** ARTICLE **
So you've been using Postgres for a while.
You wrap your writes in BEGIN ... COMMIT, you read the docs about isolation levels, maybe you even bumped one of your services to REPEATABLE READ because someone said it was safer. The app works. Until one Monday morning you notice the orders table is 18GB on disk while SELECT count(*) says there are about two million rows, and that math doesn't add up. Or a long-running export job from analytics is somehow slowing down OLTP writes that aren't even touching the same tables. Or a query that ran in 4ms last week now takes 600ms with no schema change in between.
That's MVCC saying hello.
Postgres doesn't lock rows the way you probably think it does. It doesn't overwrite them either. It writes new versions, marks the old ones as dead, and then quietly relies on a background process called autovacuum to clean up the mess later. Most of the time you don't have to think about any of that. The other 5% of the time, you can't debug your database without thinking about it, and the official docs assume you already know.
Let's fix that.
What A Postgres Transaction Actually Is
A transaction in Postgres is the same thing it is everywhere else: a group of statements that either all commit or all roll back. The skeleton is boring.
BEGIN;
UPDATE accounts SET balance = balance - 100 WHERE id = 1;
UPDATE accounts SET balance = balance + 100 WHERE id = 2;
COMMIT;
Two updates. Either both happen or neither does. If anything fails between BEGIN and COMMIT, a ROLLBACK puts the world back the way it was. That part isn't surprising.
What's interesting is what Postgres is doing under the hood while that transaction is open. It's not editing the rows in place. It's not even necessarily blocking other transactions from reading them. What it's doing is writing new row versions next to the old ones and tagging each version with metadata that says who created me and who deleted me. Other transactions that are also running at the same time get a private view of the table that may or may not include those new versions, depending on when each transaction started.

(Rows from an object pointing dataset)
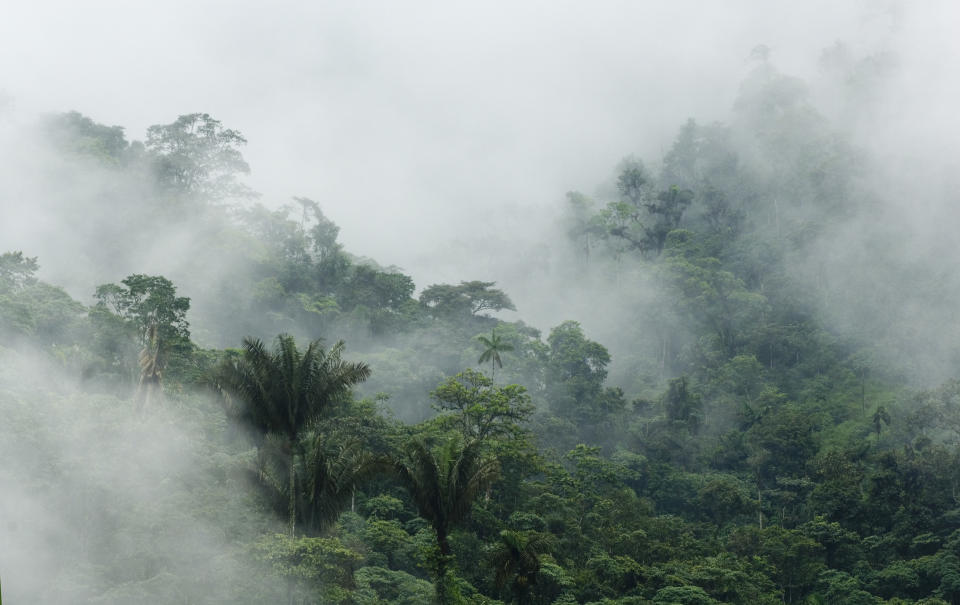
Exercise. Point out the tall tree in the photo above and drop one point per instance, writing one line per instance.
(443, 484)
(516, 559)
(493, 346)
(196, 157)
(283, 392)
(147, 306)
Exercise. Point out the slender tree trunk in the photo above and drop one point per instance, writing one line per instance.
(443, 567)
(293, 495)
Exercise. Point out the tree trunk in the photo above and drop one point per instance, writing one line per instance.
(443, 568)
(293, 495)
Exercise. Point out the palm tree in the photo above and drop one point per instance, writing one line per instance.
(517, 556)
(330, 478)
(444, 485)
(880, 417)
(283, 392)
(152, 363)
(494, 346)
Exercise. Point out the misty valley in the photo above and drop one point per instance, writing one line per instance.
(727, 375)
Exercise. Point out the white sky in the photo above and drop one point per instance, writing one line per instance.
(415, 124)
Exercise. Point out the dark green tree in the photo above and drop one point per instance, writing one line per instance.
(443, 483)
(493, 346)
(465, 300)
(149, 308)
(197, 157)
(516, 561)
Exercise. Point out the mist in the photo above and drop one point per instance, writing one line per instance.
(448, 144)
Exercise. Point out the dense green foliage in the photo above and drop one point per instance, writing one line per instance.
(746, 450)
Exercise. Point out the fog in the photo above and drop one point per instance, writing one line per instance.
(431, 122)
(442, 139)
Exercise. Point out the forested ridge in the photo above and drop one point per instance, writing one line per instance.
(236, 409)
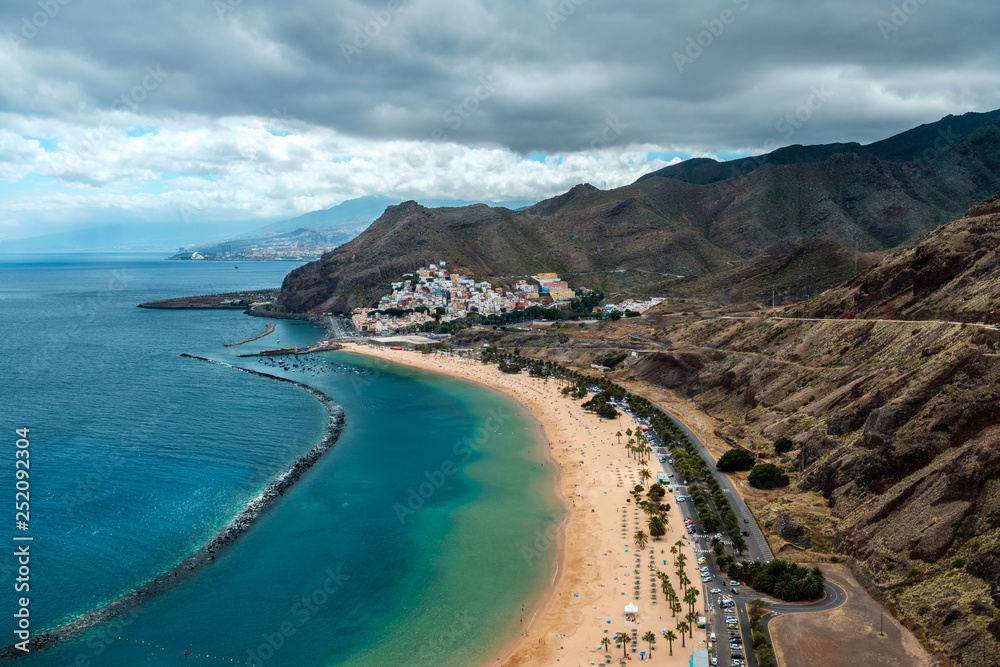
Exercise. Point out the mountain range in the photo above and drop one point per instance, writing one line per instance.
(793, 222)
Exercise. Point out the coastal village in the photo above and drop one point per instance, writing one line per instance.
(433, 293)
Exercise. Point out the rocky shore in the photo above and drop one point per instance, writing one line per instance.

** TASKS TO PERFORM **
1. Condense the paragraph of the Postgres article that begins "What's interesting is what Postgres is doing" into a short bulleted list that keeps its main facts.
2. List every warning sign that the opening of the Postgres article describes as a sign of trouble in an app that otherwise works.
3. Please quote the Postgres article word for word, beginning at the words "What A Postgres" and stopping after "part isn't surprising.".
These records have nothing to do with the Postgres article.

** ANSWERS TO THE EXERCISES **
1.
- While a transaction is open, Postgres doesn't edit rows in place and doesn't necessarily stop other transactions from reading them.
- It writes new row versions next to the old ones.
- Each version carries metadata recording which transaction created it and which deleted it.
- Transactions running at the same time each get a private view of the table, which may or may not include the new versions depending on when each transaction started.

2.
- The orders table takes up 18GB on disk while SELECT count(*) reports only about two million rows.
- A long-running export job from analytics slows down OLTP writes that don't even touch the same tables.
- A query that ran in 4ms last week now takes 600ms with no schema change in between.

3.
What A Postgres Transaction Actually Is
A transaction in Postgres is the same thing it is everywhere else: a group of statements that either all commit or all roll back. The skeleton is boring.
BEGIN;
UPDATE accounts SET balance = balance - 100 WHERE id = 1;
UPDATE accounts SET balance = balance + 100 WHERE id = 2;
COMMIT;
Two updates. Either both happen or neither does. If anything fails between BEGIN and COMMIT, a ROLLBACK puts the world back the way it was. That part isn't surprising.